LKML Archive on lore.kernel.org
help / color / mirror / Atom feed
* Question about clearing of tsk->robust_list in clone
@ 2011-02-15  6:43 Kenneth Albanowski (Palm GBU)
  2011-02-15 13:16 ` Thomas Gleixner
  0 siblings, 1 reply; 6+ messages in thread
From: Kenneth Albanowski (Palm GBU) @ 2011-02-15  6:43 UTC (permalink / raw)
  To: linux-kernel

I've been tracking down a bug I ran into with a robust pthreads mutex
shared between a parent and a child that it forked. This finally came
down to a bad interaction between glibc and the kernel (and looks to
be present in the current Linux trees as well as glibc 2.13): 
copy_process() explicitly clears the robust_list pointer in the cloned
child. However, there is currently no logic in nptl to re-establish
the robust list pointer after a fork.

There was some conversation about this in the Fedora bugtracker:

  https://bugzilla.redhat.com/show_bug.cgi?id=628608

Those folks appear to have reached the same conclusion as I: this
could either be solved with some potentially complex glibc code, or by
simply not having the kernel NULL out robust_list in the child.

That code came in at:

    commit 8f17d3a5049d32392b79925c73a0cf99ce6d5af0
    Author: Ingo Molnar <mingo@elte.hu>
    Date:   Mon Mar 27 01:16:27 2006 -0800

        [PATCH] lightweight robust futexes updates
    
        - fix: initialize the robust list(s) to NULL in copy_process.
    
        - doc update
    
        - cleanup: rename _inuser to _inatomic
    
        - __user cleanups and other small cleanups
    
Can anyone say what problem was being fixed by initializing the robust
list(s) to NULL? I've stared at the implementation, and I cannot see any
harm (potentially a slight bit more work in exec, but no harm) in not
clearing them.

Test program appended, to demonstrate the issue somewhat concisely.

- Kenneth

-- child_robust_mutex_death.c --
#define _GNU_SOURCE // for ROBUST mutexes from pthread.h
#include <sys/mman.h>
#include <sys/wait.h>
#include <pthread.h>
#include <unistd.h>
#include <stdio.h>
#include <errno.h>

int main()
{
  // Use an anonymous shared mapping to put the same mutex in child as in parent. Any other
  // sharing technique would work, this is simply easy and doesn't clutter.

**INSTRUCTIONS TO FOLLOW**
Name every header file that the test program in the mailing list post includes. The material after the mailing list post is unrelated to it.

**DATASET SECTION**

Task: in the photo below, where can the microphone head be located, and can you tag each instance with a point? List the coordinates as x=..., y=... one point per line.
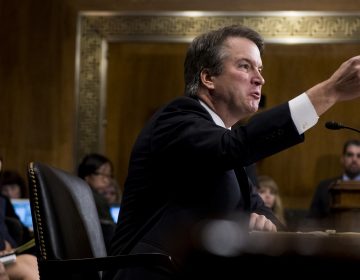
x=333, y=125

**EXERCISE ANSWER**
sys/mman.h, sys/wait.h, pthread.h, unistd.h, stdio.h, errno.h